» **REQUEST**: Please quote every line word for word.

[SOURCE RECORDS start]

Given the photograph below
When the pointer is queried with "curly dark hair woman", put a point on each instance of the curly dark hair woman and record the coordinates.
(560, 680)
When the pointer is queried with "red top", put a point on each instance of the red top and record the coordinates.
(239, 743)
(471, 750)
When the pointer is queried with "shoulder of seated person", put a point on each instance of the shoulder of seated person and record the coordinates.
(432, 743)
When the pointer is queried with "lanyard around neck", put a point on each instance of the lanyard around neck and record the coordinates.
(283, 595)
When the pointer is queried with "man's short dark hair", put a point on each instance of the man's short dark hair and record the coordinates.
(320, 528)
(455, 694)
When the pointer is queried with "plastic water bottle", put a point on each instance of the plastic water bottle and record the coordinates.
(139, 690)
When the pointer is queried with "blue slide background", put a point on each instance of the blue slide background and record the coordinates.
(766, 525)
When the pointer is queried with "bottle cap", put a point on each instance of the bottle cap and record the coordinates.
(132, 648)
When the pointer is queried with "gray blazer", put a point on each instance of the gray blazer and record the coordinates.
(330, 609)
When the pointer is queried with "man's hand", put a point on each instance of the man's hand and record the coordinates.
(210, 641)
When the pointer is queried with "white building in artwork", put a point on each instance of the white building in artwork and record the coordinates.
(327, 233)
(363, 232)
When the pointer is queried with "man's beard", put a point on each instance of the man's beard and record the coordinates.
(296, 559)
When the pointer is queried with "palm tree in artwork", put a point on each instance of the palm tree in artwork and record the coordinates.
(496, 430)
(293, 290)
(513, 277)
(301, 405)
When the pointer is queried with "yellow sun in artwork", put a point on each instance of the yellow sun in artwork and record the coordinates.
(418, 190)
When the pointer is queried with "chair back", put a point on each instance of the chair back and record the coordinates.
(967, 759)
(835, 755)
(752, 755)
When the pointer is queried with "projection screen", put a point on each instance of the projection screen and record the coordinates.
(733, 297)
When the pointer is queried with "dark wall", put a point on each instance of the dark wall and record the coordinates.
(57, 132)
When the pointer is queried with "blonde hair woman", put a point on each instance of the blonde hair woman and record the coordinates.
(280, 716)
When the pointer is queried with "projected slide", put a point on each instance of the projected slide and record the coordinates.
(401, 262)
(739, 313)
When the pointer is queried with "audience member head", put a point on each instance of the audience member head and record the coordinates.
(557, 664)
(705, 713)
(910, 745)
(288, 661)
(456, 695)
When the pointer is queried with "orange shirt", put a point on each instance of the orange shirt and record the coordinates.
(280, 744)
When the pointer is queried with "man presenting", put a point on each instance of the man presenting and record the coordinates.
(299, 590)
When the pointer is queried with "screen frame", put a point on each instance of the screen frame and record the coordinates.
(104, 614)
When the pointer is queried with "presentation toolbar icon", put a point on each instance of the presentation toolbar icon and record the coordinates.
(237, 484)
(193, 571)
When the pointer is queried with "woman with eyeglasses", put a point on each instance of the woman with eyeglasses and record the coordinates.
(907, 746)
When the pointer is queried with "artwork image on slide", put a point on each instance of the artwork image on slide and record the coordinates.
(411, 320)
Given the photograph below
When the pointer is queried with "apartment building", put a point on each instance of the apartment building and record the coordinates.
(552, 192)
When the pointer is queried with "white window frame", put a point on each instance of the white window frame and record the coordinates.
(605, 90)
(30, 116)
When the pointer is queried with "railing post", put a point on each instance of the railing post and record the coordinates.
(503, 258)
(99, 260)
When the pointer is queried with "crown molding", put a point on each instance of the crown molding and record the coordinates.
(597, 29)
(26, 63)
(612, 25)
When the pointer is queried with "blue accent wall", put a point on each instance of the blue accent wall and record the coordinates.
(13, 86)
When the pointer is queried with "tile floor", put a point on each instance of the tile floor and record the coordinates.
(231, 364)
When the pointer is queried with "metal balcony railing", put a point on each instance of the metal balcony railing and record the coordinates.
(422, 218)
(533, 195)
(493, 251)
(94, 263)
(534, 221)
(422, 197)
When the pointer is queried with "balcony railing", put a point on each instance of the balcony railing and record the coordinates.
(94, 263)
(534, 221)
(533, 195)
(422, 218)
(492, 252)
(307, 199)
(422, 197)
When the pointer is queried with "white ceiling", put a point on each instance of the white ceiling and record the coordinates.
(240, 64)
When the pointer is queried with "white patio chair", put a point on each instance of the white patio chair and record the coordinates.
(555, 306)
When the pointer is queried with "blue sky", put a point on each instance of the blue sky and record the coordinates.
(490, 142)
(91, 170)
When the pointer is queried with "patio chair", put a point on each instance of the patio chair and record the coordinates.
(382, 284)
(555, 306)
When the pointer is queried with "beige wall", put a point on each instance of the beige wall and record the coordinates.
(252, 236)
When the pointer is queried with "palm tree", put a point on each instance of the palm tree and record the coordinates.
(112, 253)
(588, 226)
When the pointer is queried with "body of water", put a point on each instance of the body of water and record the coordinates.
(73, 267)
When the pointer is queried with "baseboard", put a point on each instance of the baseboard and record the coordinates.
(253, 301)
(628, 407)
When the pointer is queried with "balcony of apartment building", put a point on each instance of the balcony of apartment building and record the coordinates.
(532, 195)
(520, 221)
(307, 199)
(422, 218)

[SOURCE RECORDS end]

» **SOLUTION TO THIS TASK**:
Given the photograph below
When the pointer is queried with "curly dark hair woman", put a point on each instance of the curly dark hair woman and record the coordinates.
(560, 680)
When the pointer is queried with "red top", put a point on each instance of the red top and record the coordinates.
(239, 743)
(471, 750)
When the pointer is queried with "shoulder of seated person", put a point on each instance of the shoulder of seated person and record the coordinates.
(432, 743)
When the pointer is queried with "lanyard around neck", put a point on each instance of the lanyard around neck and record the coordinates.
(283, 595)
When the pointer is queried with "man's short dark hair", put a point on each instance of the man's short dark hair and record the coordinates.
(320, 528)
(455, 694)
When the pointer is queried with "plastic water bottle", put a point on each instance of the plastic water bottle and record the coordinates.
(139, 690)
When the pointer is queried with "blue slide background", put a point on each instance of the blue slide background and record the coordinates.
(766, 525)
When the pointer is queried with "bottle cap", put a point on each instance of the bottle cap and record the coordinates.
(132, 648)
When the pointer is queried with "gray blazer", put a point on each instance of the gray blazer and record the coordinates.
(330, 609)
When the pointer is queried with "man's hand", put a point on each instance of the man's hand and record the coordinates.
(210, 641)
When the pointer is queried with "white building in artwork", put a point on each instance of the white building in artwork and record the coordinates.
(327, 233)
(363, 232)
When the pointer is queried with "man's beard", put a point on each instance of the man's beard and record the coordinates.
(296, 559)
When the pointer is queried with "palm tree in artwork", put a point on each instance of the palm tree in artwork and record the coordinates.
(496, 430)
(293, 290)
(513, 277)
(301, 405)
When the pointer is queried with "yellow sun in artwork", put a point on each instance of the yellow sun in artwork and record the coordinates.
(418, 190)
When the pointer is queried with "chair back", put a point on each instance of the chair back and record the coordinates.
(967, 759)
(835, 755)
(752, 755)
When the pointer is queried with "projection screen", put a point on each instance of the projection screen and record the coordinates.
(733, 297)
When the pointer is queried with "dark wall", put a point on each instance of the dark wall and record the coordinates.
(57, 132)
When the pointer is queried with "blonde hair woman", put a point on each instance of the blonde hair woman and record the coordinates.
(280, 716)
When the pointer is queried with "projected slide", put a point on each instance of the projected slide and record the coordinates.
(401, 262)
(739, 313)
When the pointer is queried with "audience member head", put a point on each instance of the audience member head and record the coordinates.
(557, 664)
(705, 713)
(910, 745)
(288, 661)
(456, 695)
When the pointer is queried with "orange shirt", put a point on each instance of the orange shirt and record the coordinates.
(280, 744)
When the pointer is queried with "man presenting", put a point on each instance of the man presenting and record the coordinates.
(299, 590)
When the pointer is queried with "screen frame", put a point on each instance of the screen frame and record the coordinates.
(104, 614)
When the pointer is queried with "presentation toolbar icon", put a point on each instance of the presentation toolbar icon and record the coordinates.
(237, 484)
(193, 571)
When the pointer is queried with "woman with eyeglasses", put a point on each instance of the woman with eyeglasses and record the coordinates.
(907, 746)
When the pointer is queried with "artwork image on slide", put a point on each instance of the artwork image on slide and record the coordinates.
(411, 320)
Given the photograph below
When the pointer is queried with "apartment building", put a point on each instance of the apartment building and record the coordinates.
(552, 192)
When the pointer is queried with "white window frame", put a point on each instance of the white window frame and record the coordinates.
(605, 90)
(30, 116)
When the pointer is queried with "railing post", put a point on each instance of the railing post and record the coordinates.
(503, 258)
(99, 260)
When the pointer is queried with "crown molding", put a point on each instance of the crown molding and record the coordinates.
(597, 29)
(26, 63)
(612, 25)
When the pointer is queried with "blue accent wall", put a point on each instance of the blue accent wall and record the coordinates.
(13, 86)
When the pointer is queried with "tile floor", put a point on each instance of the tile floor and record the coordinates.
(231, 364)
When the pointer is queried with "metal balcony railing", put a point on each instance of the metal balcony railing and record the coordinates.
(422, 218)
(533, 195)
(493, 251)
(94, 263)
(534, 221)
(422, 197)
When the pointer is queried with "balcony railing", put a point on each instance of the balcony railing and record the coordinates.
(94, 263)
(534, 221)
(533, 195)
(422, 218)
(492, 252)
(307, 199)
(422, 197)
When the pointer is queried with "white ceiling", put a point on each instance of the white ceiling and record the coordinates.
(240, 64)
When the pointer is queried with "white patio chair", put a point on each instance of the white patio chair and record the coordinates.
(555, 306)
When the pointer is queried with "blue sky", put a point on each instance of the blue sky and record the coordinates.
(490, 142)
(91, 170)
When the pointer is queried with "patio chair", put a point on each instance of the patio chair and record the coordinates.
(382, 284)
(555, 306)
When the pointer is queried with "beige wall", put a point on each instance of the beige wall and record the coordinates.
(252, 236)
When the pointer is queried with "palm tree", put a point on each instance of the palm tree and record the coordinates.
(112, 253)
(588, 226)
When the pointer is queried with "body of water", put a point on each instance of the body of water and record the coordinates.
(73, 267)
When the pointer is queried with "baseboard", put a point on each instance of the baseboard and record the coordinates.
(253, 301)
(628, 407)
When the pointer is queried with "balcony of apartment building", put a point on each instance of the balcony of apartment building and record the coordinates.
(532, 195)
(520, 221)
(307, 199)
(422, 218)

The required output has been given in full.